Task goal:
Please copy the data exactly as it stands, minus the images.

Supplied material:
****************
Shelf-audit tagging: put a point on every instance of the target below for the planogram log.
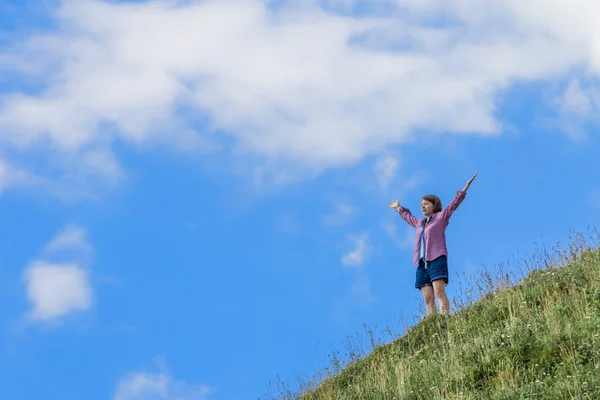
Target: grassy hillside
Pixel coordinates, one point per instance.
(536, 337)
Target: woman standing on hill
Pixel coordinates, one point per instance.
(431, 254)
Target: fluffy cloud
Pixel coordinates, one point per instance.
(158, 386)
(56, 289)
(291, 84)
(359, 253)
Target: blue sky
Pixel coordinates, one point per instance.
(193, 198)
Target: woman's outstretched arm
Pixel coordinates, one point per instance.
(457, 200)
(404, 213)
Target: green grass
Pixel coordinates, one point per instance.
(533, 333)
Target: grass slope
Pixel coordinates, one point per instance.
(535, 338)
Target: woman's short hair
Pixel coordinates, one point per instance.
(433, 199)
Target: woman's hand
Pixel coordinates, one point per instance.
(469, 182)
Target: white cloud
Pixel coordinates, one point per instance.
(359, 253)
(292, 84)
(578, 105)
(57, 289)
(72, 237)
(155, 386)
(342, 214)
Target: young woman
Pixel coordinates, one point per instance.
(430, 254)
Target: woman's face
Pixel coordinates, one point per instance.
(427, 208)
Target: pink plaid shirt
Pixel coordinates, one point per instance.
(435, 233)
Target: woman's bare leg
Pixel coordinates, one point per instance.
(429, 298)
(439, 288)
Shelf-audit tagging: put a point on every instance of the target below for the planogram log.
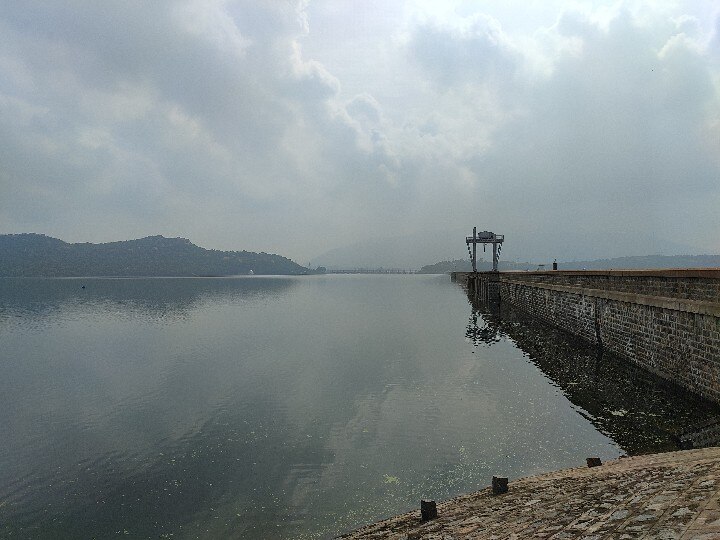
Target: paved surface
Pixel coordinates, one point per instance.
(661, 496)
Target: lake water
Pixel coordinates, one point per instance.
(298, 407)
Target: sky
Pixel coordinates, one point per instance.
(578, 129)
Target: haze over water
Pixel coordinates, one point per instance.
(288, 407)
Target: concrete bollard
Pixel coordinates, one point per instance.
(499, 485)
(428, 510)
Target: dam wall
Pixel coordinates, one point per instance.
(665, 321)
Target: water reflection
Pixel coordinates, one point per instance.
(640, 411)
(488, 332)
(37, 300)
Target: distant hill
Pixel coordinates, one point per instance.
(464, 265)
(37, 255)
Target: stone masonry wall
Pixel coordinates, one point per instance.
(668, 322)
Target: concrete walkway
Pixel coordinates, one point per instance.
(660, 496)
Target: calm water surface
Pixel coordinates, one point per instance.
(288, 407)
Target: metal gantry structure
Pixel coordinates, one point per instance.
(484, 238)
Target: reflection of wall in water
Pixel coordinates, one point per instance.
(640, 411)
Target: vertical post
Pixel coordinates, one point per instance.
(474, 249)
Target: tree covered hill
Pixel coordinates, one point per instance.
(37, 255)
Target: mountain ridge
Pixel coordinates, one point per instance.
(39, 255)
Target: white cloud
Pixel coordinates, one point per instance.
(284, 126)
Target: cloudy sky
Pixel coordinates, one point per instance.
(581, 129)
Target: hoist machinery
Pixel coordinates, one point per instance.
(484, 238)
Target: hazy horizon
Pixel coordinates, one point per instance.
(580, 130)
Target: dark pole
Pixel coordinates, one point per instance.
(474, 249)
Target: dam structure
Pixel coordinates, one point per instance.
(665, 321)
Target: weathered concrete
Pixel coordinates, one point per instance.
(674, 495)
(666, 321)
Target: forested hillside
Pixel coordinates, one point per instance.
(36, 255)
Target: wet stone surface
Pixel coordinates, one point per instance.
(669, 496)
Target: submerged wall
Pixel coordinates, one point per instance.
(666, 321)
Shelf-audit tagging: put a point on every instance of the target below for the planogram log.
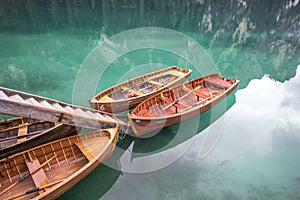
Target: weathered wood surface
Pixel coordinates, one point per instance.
****************
Exercise result:
Shelf-audit tagging: put a point on every instance of the target below for the planogram log.
Target: grassy hillside
Pixel coordinates, one point per instance.
(536, 337)
Target: woman standing on hill
Pixel coordinates, one point per instance.
(431, 254)
Target: fluffy cloud
Pixel coordinates, one point per instance.
(158, 386)
(56, 289)
(291, 84)
(359, 253)
Target: blue sky
Pixel coordinates, one point per instance.
(193, 198)
Target: woman's outstretched arm
Pixel coordinates, one point per instance.
(457, 200)
(404, 213)
Target: green grass
Pixel coordinates, one point per instance.
(533, 333)
Target: grass slope
Pixel coordinates, one point per instance.
(535, 338)
Target: woman's short hair
Pixel coordinates, one point per instance.
(433, 199)
Target: woman's hand
Pixel coordinates, one point per instance.
(469, 182)
Target: white cloud
Pixel coordinates, one point per instance.
(359, 253)
(292, 84)
(578, 105)
(57, 289)
(72, 237)
(155, 386)
(342, 214)
Target: young woman
Pixel coordinates, one point per instance.
(430, 254)
Target: woman's face
Pixel coordinates, one point per instance.
(427, 208)
Target: pink plaid shirt
Pixel coordinates, one point per instance.
(435, 233)
Target: woman's bare leg
Pixel coordinates, one point per instance.
(429, 298)
(439, 288)
Shelf-audit tagging: put a point on every instance of the target below for the planogram log.
Target: paved surface
Pixel coordinates, one point per instance.
(661, 496)
Target: lake water
Pixel coordinates, one point per instance.
(298, 407)
Target: sky
Pixel coordinates, one point per instance.
(578, 129)
Target: haze over water
Pixel coordinates, one point per instance.
(288, 407)
Target: concrete bollard
Pixel coordinates, one point per instance.
(499, 485)
(428, 510)
Target: dam wall
Pixel coordinates, one point per instance.
(665, 321)
Target: water reflection
Pixel coordinates, one point per instance.
(640, 411)
(488, 332)
(37, 300)
Target: distant hill
Pixel coordinates, one point per instance.
(464, 265)
(37, 255)
Target: stone masonry wall
Pixel coordinates, one point per instance.
(668, 322)
Target: concrete walkway
Pixel coordinates, one point per instance.
(660, 496)
Target: calm water surface
Pixel coordinates, one point per instance.
(288, 407)
Target: metal gantry structure
Pixel coordinates, one point per instance.
(484, 238)
Target: reflection of wall in water
Pixel coordinates, one point per instance.
(640, 411)
Target: vertical post
Pixel coordinates, one point per instance.
(474, 249)
Target: tree covered hill
Pixel coordinates, one point per instance.
(37, 255)
Target: mountain ridge
Pixel coordinates, one point per instance.
(39, 255)
Target: white cloud
Pixel coordinates, one point per instance.
(284, 126)
Target: cloudy sky
Pixel coordinates, one point per instance.
(581, 129)
Target: hoist machinery
Pixel coordinates, one point per instance.
(484, 238)
Target: hazy horizon
Pixel coordinates, one point per instance.
(580, 130)
Target: dark pole
Pixel coordinates, one point per instance.
(474, 249)
Target: dam structure
Pixel coordinates, one point per instance.
(665, 321)
Target: weathered concrete
Pixel coordinates, one point per instance.
(674, 495)
(666, 321)
Target: forested hillside
Pixel coordinates, one point per instance.
(36, 255)
Target: wet stone surface
Pixel coordinates, one point per instance.
(669, 496)
Target: submerged wall
Pixel coordinates, one point per instance.
(666, 321)
Shelf-audit tagging: put a point on every instance of the target below for the planogram log.
Target: weathered wood surface
Pixel coordinates, one point per instance.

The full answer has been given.